Copy out each of the records below word for word, keeping every line exactly as it is.
--- START OF Material supplied ---
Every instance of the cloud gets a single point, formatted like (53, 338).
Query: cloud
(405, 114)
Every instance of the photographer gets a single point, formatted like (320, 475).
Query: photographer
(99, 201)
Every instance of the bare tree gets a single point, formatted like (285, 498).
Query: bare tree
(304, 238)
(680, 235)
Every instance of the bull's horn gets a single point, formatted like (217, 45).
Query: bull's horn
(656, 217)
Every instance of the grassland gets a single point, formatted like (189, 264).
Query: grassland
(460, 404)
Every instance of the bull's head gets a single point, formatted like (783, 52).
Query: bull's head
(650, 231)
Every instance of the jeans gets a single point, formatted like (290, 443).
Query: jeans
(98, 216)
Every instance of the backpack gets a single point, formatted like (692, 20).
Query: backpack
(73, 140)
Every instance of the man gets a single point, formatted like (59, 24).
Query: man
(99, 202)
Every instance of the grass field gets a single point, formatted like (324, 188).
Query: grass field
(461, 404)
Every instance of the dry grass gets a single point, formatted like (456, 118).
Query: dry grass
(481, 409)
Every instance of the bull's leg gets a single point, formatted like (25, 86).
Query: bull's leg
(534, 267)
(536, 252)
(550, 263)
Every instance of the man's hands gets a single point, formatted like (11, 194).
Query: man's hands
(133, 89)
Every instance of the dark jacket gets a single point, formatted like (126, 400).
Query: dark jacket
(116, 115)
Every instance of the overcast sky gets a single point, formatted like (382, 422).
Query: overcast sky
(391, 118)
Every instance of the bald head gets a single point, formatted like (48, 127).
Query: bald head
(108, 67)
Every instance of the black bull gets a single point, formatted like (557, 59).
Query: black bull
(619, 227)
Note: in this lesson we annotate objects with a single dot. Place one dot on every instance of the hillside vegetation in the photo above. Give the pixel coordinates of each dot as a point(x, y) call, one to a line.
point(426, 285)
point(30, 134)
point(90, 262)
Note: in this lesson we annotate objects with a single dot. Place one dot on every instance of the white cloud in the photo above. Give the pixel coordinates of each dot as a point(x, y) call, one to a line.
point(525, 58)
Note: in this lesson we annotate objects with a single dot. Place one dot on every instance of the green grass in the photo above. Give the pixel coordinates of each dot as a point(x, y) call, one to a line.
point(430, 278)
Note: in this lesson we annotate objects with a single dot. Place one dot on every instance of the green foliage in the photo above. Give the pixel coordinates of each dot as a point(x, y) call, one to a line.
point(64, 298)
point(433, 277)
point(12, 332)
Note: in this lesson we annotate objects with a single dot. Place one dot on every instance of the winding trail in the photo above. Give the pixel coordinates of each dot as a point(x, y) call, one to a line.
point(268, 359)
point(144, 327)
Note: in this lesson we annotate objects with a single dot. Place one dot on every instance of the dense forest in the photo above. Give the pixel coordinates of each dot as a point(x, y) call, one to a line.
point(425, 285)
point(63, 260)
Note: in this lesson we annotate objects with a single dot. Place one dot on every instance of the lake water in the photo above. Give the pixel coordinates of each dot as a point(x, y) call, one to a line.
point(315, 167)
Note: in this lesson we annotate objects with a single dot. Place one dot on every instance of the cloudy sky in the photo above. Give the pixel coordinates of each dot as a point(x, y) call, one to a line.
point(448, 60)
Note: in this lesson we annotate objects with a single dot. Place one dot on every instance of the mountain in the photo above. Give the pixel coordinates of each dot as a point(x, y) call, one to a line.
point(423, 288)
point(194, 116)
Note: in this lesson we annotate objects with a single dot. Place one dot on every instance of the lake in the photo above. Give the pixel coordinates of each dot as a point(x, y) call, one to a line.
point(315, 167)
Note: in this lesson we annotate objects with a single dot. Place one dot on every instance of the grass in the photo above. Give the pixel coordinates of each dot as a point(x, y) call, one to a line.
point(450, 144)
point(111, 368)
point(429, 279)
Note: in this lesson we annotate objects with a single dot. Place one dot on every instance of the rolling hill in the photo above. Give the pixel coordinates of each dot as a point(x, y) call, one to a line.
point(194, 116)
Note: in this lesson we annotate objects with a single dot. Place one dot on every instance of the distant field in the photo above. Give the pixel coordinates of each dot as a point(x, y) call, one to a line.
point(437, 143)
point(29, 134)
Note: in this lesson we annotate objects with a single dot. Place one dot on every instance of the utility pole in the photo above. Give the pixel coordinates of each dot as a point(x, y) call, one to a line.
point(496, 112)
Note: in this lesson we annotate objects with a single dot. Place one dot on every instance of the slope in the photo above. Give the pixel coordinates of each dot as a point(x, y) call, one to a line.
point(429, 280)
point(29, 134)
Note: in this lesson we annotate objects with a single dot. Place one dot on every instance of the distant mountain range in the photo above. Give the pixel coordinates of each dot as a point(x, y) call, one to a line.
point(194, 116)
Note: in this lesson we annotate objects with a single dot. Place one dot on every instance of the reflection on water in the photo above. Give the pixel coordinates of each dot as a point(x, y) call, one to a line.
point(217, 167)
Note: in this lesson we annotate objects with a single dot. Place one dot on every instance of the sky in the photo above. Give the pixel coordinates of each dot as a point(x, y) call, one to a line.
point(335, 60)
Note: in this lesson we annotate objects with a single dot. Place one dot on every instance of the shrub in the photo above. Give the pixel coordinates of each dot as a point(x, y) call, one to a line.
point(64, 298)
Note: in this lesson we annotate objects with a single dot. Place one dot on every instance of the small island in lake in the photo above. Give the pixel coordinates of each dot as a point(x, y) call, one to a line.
--- END OF Material supplied ---
- **Solution to this exercise**
Every instance of the cloud gets a single point, formatted like (53, 338).
Query: cloud
(405, 114)
Every instance of the photographer gets a single point, formatted like (320, 475).
Query: photographer
(99, 201)
Every instance of the bare tree gets a single point, formatted like (285, 498).
Query: bare tree
(304, 238)
(680, 235)
Every instance of the bull's horn gets a single point, formatted like (217, 45).
Query: bull's horn
(656, 217)
Every instance of the grassland gets a single point, formatted like (189, 264).
Query: grassland
(460, 404)
Every instance of the bull's head gets a single point, formatted like (783, 52).
Query: bull's head
(650, 231)
Every instance of the jeans gets a single point, formatted like (290, 443).
Query: jeans
(98, 216)
Every instance of the backpack gets a single point, formatted like (692, 20).
Query: backpack
(73, 140)
Every instance of the man gets a single point, formatted like (59, 24).
Query: man
(99, 202)
Every instance of the grass field gets a single point, formatted like (324, 188).
Query: grass field
(461, 404)
Every instance of the dry grass gets a single point, formatted like (456, 118).
Query: dry grass
(481, 409)
Every instance of the bull's leg gets a single point, formatted like (25, 86).
Query: bull's leg
(534, 267)
(536, 252)
(550, 263)
Every instance of the man's hands gets a single point, formatted like (11, 194).
Query: man's hands
(133, 89)
Every instance of the dark jacket gets a single point, formatted like (126, 400).
Query: dark jacket
(116, 115)
Every instance of the overcast sky gets a single point, formatted like (382, 422).
Query: overcast sky
(391, 118)
Every instance of the bald head gets a single point, formatted like (48, 127).
Query: bald head
(108, 67)
Every instance of the black bull gets a single point, formatted like (557, 59).
Query: black bull
(619, 227)
Note: in this lesson we annotate objects with a single dot. Place one dot on every instance of the hillside vegetation in the photo above. Give the pixel coordinates of each dot as a point(x, y) call, one to a line.
point(426, 285)
point(30, 134)
point(90, 262)
Note: in this lesson we annotate objects with a single dot. Place one dot on every instance of the white cloud in the photo above. Give the pixel coordinates of each dot as a point(x, y) call, one to a line.
point(525, 58)
Note: in this lesson we annotate objects with a single dot. Place one dot on every instance of the green grass in the photo above. Give the pixel coordinates of each dot as a point(x, y) call, one to a line.
point(430, 278)
Note: in this lesson we annotate objects with a single dot. Place one dot on every instance of the green foliage in the photo above. Give the pixel coordinates of each dot as a point(x, y) call, one to a line.
point(64, 298)
point(433, 277)
point(12, 332)
Note: in this lesson we annotate objects with a single dot. Place one dot on every instance of the winding trail in the photo above. Give the pixel coordinates of each dot as a point(x, y) call, one to a line.
point(268, 359)
point(144, 327)
Note: in this lesson we annotate objects with a single dot. Place one dot on every instance of the dense forest in the photo above. Give the pixel coordinates of each dot as a point(x, y) call, one to a line.
point(425, 285)
point(63, 260)
Note: in this lesson we annotate objects with a single dot. Place one dot on every instance of the lake water in the photo above. Give the pixel coordinates of each dot as a point(x, y) call, one to a line.
point(315, 167)
Note: in this lesson we annotate objects with a single dot. Place one dot on every instance of the cloudy sky in the photo above. Give the pixel coordinates of each dot as a point(x, y) call, one to a line.
point(448, 60)
Note: in this lesson we annotate objects with a single dot. Place one dot on every instance of the mountain in the photo above. Give the pixel coordinates of each dot as a point(x, y) call, one to a line.
point(423, 288)
point(194, 116)
Note: in this lesson we annotate objects with a single dot. Place one dot on every instance of the lake in the photo above. Give the pixel coordinates of each dot as a point(x, y) call, one to a line.
point(315, 167)
Note: in this lesson we annotate objects with a single dot. Place one dot on every instance of the grass in the photo above. Give the pixel coordinates of each dot as a point(x, y) call, one to a line.
point(450, 144)
point(111, 368)
point(429, 279)
Note: in this lesson we annotate objects with a single dot. Place one dot on every instance of the rolling hill in the photo above. Give the pixel coordinates of each dot as a point(x, y) call, one to a line.
point(194, 116)
Note: in this lesson we annotate objects with a single dot. Place one dot on every instance of the distant field in the photo above. Give the pixel coordinates of each dot as a point(x, y) call, one to a line.
point(437, 143)
point(29, 134)
Note: in this lesson we annotate objects with a single dot. Place one dot on every instance of the utility pole in the photo above. Give the pixel coordinates of each dot as a point(x, y) call, one to a line.
point(496, 112)
Note: in this lesson we annotate objects with a single dot. Place one dot on every instance of the slope in the photo above. Give the pixel coordinates of each dot as a point(x, y) call, one to a line.
point(429, 280)
point(29, 134)
Note: in this lesson we annotate objects with a single dot. Place one dot on every instance of the distant mountain range in the photo above. Give the pixel coordinates of each dot as a point(x, y) call, one to a line.
point(194, 116)
Note: in this lesson we annotate objects with a single dot. Place one dot on every instance of the reflection on water in the photo above. Give the pixel coordinates of each dot as a point(x, y) call, one to a line.
point(217, 167)
Note: in this lesson we annotate objects with a single dot. Place one dot on every instance of the sky in the photo above. Give the pixel coordinates of each dot as a point(x, y) call, one to a line.
point(335, 60)
Note: in this lesson we annotate objects with a single dot. Place one dot on every instance of the shrub in the photo above. Give the pixel coordinates of each dot as a point(x, y) call, one to a line.
point(64, 298)
Note: in this lesson we annotate objects with a single dot. Place one dot on every instance of the small island in lake in the photo above. Give the pixel coordinates of each dot as a point(x, y) call, one to a line.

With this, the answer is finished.